» Problem to solve: For the records that follow, give the number of lines containing the word "flower", with no added text.
Source records section start
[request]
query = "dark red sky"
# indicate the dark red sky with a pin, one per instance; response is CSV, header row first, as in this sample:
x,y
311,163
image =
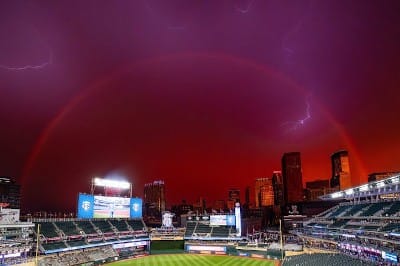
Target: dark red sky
x,y
205,95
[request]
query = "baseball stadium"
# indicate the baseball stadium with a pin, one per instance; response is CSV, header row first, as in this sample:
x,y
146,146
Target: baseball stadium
x,y
362,228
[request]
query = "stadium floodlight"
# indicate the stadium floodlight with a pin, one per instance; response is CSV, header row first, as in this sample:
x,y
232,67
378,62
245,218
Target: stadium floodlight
x,y
349,191
111,183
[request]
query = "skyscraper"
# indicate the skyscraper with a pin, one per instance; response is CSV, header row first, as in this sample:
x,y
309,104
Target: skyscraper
x,y
277,184
292,177
154,198
264,192
341,177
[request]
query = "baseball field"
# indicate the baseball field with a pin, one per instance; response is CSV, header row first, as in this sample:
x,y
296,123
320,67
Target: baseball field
x,y
193,260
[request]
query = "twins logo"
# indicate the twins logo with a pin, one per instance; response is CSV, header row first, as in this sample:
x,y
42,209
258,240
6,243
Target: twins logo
x,y
86,205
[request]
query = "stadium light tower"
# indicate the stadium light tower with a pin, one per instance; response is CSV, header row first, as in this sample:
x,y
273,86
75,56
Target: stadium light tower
x,y
110,183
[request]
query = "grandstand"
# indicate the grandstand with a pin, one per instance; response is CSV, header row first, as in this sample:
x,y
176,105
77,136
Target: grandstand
x,y
15,237
322,259
201,228
366,226
68,235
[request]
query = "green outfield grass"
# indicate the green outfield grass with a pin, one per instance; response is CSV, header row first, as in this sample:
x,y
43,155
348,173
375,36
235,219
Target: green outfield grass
x,y
193,260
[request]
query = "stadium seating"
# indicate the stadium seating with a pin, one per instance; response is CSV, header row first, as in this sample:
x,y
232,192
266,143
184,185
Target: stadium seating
x,y
69,228
220,231
190,227
203,229
373,208
319,259
136,225
338,224
355,209
338,211
53,245
86,227
47,229
120,225
76,243
103,225
393,209
390,227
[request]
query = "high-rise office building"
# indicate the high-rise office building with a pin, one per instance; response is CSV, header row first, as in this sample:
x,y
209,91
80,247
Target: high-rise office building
x,y
264,192
154,198
292,177
341,177
382,175
10,192
277,184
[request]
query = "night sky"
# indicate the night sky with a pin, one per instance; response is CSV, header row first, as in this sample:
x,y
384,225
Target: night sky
x,y
206,95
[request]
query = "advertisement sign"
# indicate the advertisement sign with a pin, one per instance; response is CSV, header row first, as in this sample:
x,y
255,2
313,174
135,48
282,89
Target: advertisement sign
x,y
222,220
9,216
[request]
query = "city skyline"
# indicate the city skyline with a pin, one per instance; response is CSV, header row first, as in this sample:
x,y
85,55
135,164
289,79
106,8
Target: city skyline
x,y
194,93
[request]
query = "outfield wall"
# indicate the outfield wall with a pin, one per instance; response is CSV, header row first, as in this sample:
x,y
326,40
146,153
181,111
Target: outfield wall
x,y
166,246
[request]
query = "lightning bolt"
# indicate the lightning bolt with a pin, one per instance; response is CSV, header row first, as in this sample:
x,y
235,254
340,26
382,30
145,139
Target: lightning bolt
x,y
246,8
29,67
294,125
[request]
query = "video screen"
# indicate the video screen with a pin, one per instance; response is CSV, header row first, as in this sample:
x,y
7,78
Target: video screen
x,y
111,207
222,220
90,206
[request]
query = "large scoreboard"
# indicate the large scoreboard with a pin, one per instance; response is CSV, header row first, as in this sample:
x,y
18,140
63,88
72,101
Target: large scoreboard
x,y
91,206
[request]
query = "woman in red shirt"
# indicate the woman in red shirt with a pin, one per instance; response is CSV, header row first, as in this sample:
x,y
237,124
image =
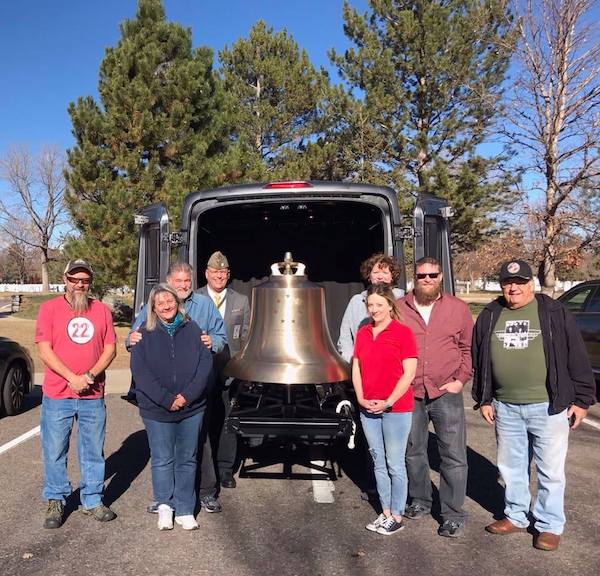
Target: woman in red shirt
x,y
384,365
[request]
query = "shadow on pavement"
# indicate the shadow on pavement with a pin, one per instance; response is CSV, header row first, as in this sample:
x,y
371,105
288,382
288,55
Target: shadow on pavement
x,y
125,465
482,483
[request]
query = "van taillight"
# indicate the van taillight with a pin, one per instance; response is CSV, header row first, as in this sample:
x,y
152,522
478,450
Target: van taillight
x,y
294,184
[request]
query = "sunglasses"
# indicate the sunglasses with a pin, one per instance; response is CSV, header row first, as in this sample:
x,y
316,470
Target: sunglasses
x,y
432,275
84,281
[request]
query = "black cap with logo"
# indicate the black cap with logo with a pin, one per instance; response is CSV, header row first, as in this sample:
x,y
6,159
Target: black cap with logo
x,y
515,269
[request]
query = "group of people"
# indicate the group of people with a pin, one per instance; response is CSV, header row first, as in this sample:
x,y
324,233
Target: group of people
x,y
411,357
179,345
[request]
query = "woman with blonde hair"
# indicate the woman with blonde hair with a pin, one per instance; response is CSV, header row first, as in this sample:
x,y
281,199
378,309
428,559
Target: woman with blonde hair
x,y
383,368
171,368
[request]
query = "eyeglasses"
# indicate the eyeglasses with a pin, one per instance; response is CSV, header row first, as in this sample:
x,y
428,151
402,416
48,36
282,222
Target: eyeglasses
x,y
432,275
84,281
511,281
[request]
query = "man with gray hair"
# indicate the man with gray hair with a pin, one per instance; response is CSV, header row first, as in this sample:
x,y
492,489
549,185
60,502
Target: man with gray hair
x,y
533,382
77,342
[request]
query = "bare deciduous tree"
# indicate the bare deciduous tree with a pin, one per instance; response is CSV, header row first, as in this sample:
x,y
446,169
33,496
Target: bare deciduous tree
x,y
33,208
555,124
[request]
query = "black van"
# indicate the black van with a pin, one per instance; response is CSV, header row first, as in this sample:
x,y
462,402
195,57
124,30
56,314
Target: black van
x,y
331,227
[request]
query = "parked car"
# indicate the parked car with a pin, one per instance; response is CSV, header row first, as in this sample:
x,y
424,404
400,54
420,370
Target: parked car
x,y
583,301
16,373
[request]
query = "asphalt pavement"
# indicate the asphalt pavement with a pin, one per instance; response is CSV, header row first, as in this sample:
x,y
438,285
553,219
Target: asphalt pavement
x,y
273,525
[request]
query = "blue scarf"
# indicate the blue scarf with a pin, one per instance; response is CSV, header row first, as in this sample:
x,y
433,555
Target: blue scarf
x,y
170,327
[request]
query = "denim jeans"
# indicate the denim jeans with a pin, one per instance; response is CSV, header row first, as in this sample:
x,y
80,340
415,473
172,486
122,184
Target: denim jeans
x,y
447,413
173,452
55,431
533,430
386,436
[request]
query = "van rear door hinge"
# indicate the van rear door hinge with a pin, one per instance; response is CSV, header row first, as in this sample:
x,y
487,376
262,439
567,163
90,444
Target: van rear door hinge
x,y
176,238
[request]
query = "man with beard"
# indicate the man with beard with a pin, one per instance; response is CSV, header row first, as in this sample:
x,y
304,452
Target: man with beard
x,y
377,269
76,342
532,380
204,313
443,327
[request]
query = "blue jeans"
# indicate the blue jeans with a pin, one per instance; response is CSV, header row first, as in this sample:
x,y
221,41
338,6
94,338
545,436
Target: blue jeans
x,y
386,436
447,413
533,430
55,431
173,452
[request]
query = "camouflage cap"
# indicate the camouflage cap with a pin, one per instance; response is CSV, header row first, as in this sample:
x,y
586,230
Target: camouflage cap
x,y
217,261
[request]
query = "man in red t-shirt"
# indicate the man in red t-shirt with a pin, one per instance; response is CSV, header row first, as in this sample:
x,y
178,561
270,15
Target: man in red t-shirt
x,y
77,342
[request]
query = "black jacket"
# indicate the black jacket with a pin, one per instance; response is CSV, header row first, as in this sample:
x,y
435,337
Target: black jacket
x,y
569,378
164,366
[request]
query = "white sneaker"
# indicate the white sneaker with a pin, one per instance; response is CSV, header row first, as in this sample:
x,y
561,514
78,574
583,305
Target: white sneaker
x,y
187,522
372,526
165,517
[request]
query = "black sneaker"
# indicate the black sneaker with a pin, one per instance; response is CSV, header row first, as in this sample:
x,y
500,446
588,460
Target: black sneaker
x,y
451,529
372,526
54,514
416,511
210,504
101,513
390,526
227,480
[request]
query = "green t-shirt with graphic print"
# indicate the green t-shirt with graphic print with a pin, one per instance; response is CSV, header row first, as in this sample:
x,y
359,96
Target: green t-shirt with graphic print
x,y
518,361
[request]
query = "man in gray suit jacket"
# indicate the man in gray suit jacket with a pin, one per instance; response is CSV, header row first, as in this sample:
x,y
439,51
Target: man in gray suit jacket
x,y
235,310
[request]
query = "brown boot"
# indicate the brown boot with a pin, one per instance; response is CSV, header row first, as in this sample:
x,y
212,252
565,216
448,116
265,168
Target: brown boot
x,y
504,526
546,541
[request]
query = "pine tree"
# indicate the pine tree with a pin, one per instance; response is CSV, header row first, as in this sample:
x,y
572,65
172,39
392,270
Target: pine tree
x,y
427,76
277,98
156,135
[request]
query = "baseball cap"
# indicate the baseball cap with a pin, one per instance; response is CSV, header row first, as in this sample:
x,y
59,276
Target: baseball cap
x,y
78,264
218,261
515,269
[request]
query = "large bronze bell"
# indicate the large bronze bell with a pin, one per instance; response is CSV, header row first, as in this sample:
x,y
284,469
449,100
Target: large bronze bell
x,y
288,340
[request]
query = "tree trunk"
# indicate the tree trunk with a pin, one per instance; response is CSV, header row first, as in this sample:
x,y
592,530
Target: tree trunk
x,y
547,272
45,277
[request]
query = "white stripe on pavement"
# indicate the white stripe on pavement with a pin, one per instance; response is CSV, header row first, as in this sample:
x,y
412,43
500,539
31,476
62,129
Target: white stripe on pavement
x,y
22,438
592,423
322,489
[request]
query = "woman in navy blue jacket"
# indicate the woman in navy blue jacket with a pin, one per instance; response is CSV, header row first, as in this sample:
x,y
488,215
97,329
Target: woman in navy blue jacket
x,y
171,368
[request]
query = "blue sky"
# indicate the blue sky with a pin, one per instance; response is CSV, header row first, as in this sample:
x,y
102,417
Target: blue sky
x,y
51,50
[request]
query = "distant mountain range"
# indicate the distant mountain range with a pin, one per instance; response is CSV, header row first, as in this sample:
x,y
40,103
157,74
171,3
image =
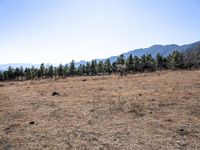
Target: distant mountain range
x,y
164,50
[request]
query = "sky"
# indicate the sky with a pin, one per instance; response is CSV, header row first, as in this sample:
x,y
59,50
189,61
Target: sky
x,y
57,31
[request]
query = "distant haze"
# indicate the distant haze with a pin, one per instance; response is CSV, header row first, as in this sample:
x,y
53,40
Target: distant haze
x,y
49,31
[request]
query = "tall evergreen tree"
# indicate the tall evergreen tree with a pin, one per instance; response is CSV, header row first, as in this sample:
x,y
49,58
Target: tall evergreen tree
x,y
100,68
93,67
60,70
72,68
130,64
108,66
42,70
121,60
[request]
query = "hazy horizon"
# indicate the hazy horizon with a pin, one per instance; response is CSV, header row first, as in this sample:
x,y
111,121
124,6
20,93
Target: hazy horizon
x,y
58,31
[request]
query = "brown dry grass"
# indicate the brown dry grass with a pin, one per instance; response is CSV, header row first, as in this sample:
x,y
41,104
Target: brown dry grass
x,y
142,111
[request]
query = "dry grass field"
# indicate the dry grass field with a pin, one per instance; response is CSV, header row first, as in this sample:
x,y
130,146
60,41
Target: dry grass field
x,y
153,111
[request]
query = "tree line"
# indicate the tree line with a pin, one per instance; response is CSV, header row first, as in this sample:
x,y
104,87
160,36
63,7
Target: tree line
x,y
122,66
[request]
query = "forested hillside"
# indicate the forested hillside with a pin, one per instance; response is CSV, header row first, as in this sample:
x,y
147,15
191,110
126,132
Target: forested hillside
x,y
188,59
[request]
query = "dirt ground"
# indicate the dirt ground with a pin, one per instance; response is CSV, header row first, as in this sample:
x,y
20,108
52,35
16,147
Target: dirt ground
x,y
152,111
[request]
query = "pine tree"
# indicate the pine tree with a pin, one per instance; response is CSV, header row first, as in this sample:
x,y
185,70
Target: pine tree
x,y
50,71
121,60
42,70
72,68
108,66
60,70
100,67
130,64
93,67
88,68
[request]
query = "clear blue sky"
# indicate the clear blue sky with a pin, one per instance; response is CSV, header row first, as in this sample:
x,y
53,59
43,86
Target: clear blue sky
x,y
57,31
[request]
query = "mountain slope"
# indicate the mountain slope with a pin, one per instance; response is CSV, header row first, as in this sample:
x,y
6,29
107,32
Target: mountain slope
x,y
164,50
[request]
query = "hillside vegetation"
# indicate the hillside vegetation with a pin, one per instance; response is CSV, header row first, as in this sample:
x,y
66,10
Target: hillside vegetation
x,y
159,110
187,57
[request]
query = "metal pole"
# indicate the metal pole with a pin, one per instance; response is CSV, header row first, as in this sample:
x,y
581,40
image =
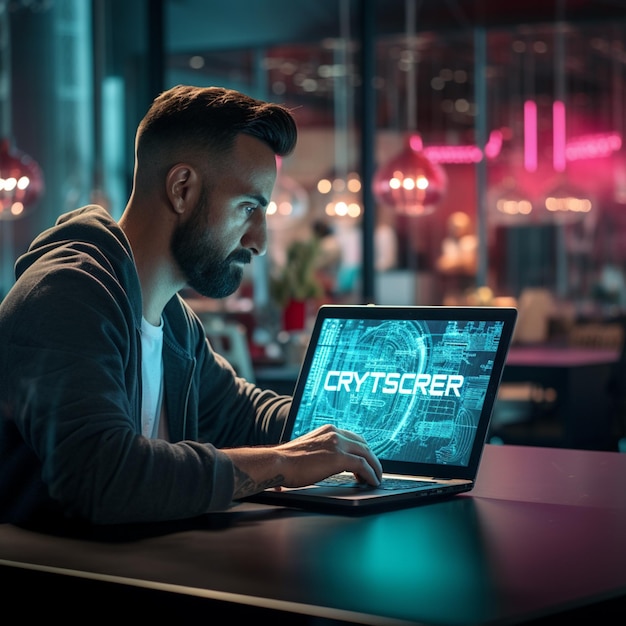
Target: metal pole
x,y
368,144
480,87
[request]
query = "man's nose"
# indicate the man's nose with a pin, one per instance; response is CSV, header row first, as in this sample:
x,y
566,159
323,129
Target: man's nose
x,y
255,238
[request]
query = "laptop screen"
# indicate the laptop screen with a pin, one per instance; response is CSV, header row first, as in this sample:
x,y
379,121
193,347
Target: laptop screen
x,y
417,382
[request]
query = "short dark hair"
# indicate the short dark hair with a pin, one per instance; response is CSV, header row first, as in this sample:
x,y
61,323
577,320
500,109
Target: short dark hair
x,y
211,117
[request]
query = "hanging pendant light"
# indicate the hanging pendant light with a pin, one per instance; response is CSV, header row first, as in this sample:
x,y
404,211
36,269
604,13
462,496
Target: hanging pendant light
x,y
21,182
566,203
289,202
410,183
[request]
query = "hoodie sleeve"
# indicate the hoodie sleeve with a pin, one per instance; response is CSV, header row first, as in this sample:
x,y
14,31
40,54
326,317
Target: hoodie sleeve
x,y
69,367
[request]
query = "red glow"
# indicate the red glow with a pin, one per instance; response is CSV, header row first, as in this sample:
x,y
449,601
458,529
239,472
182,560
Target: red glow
x,y
558,136
530,136
454,154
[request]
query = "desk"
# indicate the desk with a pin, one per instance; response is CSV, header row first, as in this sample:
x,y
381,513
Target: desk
x,y
541,534
580,377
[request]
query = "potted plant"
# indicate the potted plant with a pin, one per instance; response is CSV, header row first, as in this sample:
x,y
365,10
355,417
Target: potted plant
x,y
294,284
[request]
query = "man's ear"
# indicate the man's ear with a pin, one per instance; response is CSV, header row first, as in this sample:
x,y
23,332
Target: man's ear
x,y
182,187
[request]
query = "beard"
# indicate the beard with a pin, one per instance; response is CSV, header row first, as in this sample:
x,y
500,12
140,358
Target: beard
x,y
199,256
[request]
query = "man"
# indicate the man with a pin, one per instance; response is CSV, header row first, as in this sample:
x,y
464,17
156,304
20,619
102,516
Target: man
x,y
113,407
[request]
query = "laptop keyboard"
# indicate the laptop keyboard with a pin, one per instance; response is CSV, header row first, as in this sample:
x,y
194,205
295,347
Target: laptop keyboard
x,y
388,483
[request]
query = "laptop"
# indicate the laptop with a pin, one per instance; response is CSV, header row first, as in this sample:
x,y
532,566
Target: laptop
x,y
418,382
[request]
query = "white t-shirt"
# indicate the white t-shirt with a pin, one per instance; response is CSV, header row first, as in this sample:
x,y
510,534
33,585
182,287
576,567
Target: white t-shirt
x,y
153,423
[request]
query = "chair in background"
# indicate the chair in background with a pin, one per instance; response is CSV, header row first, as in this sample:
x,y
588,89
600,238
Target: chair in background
x,y
526,413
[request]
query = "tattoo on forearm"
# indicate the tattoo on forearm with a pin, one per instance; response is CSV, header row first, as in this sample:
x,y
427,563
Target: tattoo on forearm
x,y
245,486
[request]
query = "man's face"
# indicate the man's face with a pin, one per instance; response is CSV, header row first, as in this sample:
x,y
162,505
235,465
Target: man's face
x,y
227,227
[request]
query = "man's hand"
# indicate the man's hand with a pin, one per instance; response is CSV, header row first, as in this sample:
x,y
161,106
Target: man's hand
x,y
312,457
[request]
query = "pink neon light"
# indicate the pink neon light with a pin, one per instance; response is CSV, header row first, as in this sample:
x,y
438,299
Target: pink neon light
x,y
558,136
593,146
494,145
530,136
415,141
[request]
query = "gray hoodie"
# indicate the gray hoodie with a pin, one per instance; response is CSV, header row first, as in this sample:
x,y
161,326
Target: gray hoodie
x,y
70,391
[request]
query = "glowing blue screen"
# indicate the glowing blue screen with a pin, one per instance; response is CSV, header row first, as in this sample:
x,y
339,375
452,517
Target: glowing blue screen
x,y
414,389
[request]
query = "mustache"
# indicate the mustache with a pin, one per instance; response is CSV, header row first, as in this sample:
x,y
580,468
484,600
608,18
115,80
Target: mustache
x,y
240,256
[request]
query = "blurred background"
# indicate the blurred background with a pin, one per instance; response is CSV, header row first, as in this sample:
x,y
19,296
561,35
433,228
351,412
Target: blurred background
x,y
449,151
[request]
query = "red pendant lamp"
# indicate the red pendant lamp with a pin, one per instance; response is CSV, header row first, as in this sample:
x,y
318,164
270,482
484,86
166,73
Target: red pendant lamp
x,y
21,181
410,183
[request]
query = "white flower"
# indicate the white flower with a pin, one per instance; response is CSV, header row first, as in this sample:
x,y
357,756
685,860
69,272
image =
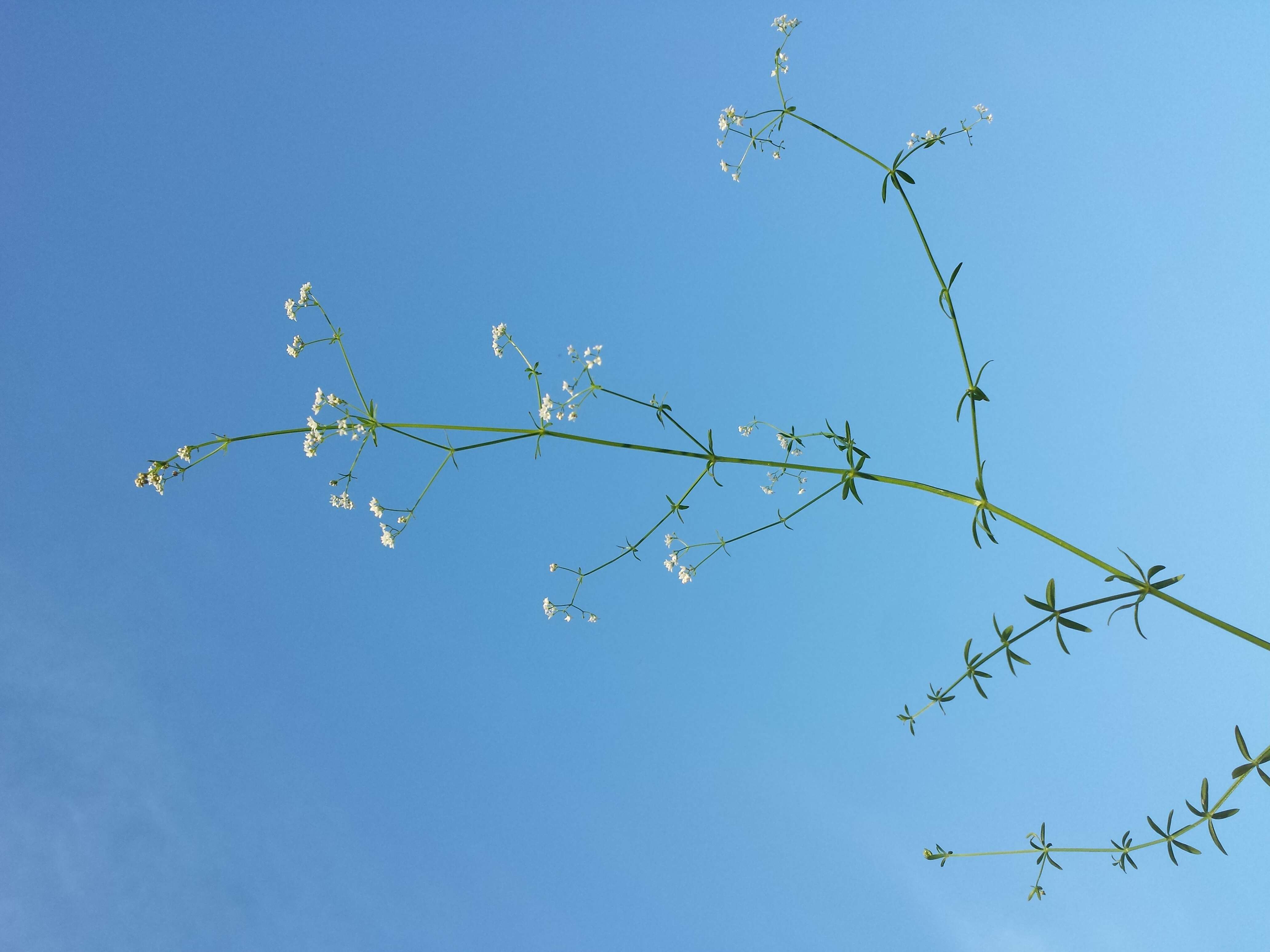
Source records section end
» Response to the task: 2